Episode 3: “Broken Toys” — AJ’s Development Reaches a Crossroads

Episode 3 is the most introspective chapter of the season. With one of their own taken by the Delta, the group at Ericson’s must prepare for a rescue mission. But the episode’s true focus is on AJ’s moral education, which reaches a critical turning point.

Throughout the episode, Clementine is forced to confront the consequences of her teachings. If she has encouraged AJ to be ruthless, he will make increasingly violent decisions without hesitation — including killing an unarmed member of the Delta who has surrendered. If she has taught him restraint, he will show mercy but may freeze in situations where lethal force is necessary. The game tracks AJ’s internal compass through a hidden morality system that is never displayed to the player but manifests in his dialogue and actions.

A pivotal scene occurs when Clementine and AJ encounter James, a former member of the Whisperers who lives alone in the forest and believes that violence against walkers — the reanimated dead — is morally wrong because they may retain some fragment of their former selves. James’s philosophy challenges everything Clementine has taught AJ about survival, and the player must decide whether to respect James’s beliefs or dismiss them as dangerously naive. AJ is present for this entire encounter and absorbs whatever lesson Clementine imparts, further shaping his worldview.

Records from a data collection
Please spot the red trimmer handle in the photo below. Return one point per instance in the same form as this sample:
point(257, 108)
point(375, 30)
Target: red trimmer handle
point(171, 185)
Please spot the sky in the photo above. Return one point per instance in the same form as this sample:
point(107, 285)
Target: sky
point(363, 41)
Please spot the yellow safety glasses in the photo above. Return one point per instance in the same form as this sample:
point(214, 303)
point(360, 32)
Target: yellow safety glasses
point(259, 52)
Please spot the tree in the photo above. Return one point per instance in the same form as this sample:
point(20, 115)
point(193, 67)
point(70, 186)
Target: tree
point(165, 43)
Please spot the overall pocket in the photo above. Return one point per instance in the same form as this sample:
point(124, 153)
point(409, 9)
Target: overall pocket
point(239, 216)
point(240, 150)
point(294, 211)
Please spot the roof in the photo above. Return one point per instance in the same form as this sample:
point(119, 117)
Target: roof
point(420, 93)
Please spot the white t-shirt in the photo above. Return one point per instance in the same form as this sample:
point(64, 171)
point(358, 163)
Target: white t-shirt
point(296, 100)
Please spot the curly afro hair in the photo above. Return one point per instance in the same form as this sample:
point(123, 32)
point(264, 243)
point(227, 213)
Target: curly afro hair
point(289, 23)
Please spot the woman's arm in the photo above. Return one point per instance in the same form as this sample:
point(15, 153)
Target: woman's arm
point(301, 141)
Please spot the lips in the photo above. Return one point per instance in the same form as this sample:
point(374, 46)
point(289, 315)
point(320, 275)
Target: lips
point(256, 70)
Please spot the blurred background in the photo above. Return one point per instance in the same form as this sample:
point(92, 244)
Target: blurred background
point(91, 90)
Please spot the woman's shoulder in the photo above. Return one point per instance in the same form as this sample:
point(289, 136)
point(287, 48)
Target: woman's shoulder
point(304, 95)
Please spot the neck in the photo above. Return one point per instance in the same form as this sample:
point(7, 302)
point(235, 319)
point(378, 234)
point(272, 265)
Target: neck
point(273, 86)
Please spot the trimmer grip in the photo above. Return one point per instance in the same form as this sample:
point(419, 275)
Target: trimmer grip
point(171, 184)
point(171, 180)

ACTIVITY 1:
Answer these questions about the episode recap:
(a) Which group has taken one of the people at Ericson's?
(b) How does the game track AJ's internal compass?
(c) Where does James live?
ACTIVITY 2:
Name every individual character mentioned in the episode recap.
ACTIVITY 3:
Please carry on the episode recap past its last sentence.

FINAL ANSWER 1:
(a) The Delta.
(b) Through a hidden morality system that is never displayed to the player but shows in his dialogue and actions.
(c) Alone in the forest.

FINAL ANSWER 2:
AJ, Clementine, James

FINAL ANSWER 3:
The episode ends with the group preparing to assault the Delta’s boat. The final conversation with AJ before the mission is the emotional centerpiece of the episode, and the advice Clementine gives him here directly influences his behavior during the season’s climax.

Episode 4: “Take Us Back” — The Final Choices and Endings

The final episode opens with Clementine leading the assault on the Delta’s boat to rescue their captured friend. The mission culminates in a confrontation with Lilly. Depending on the player’s choices and the state of AJ’s morality, Clementine may be able to convince Lilly to leave, may be forced to kill her, or may watch as AJ kills her without waiting for permission.

After the boat, the episode takes an unexpected turn. Clementine is bitten by a walker. The remainder of the episode is a desperate race to get AJ to safety before the infection overwhelms her. The final section of the game takes place in a barn, where Clementine’s condition worsens. AJ is faced with the same impossible choice that Clementine once faced with her own protector, Lee, years earlier: whether to kill the person he loves most to prevent them from turning, or to leave them and risk the consequences.

This is the culminating moment of the season’s entire narrative arc, and AJ’s decision is not controlled by the player directly. Instead, it is determined by the cumulative effect of every lesson Clementine has taught him across all four episodes. If AJ has learned to make hard choices, he will take action. If he has been shielded from responsibility, he will freeze. The outcome is a direct reflection of the player’s parenting of AJ over the course of the season.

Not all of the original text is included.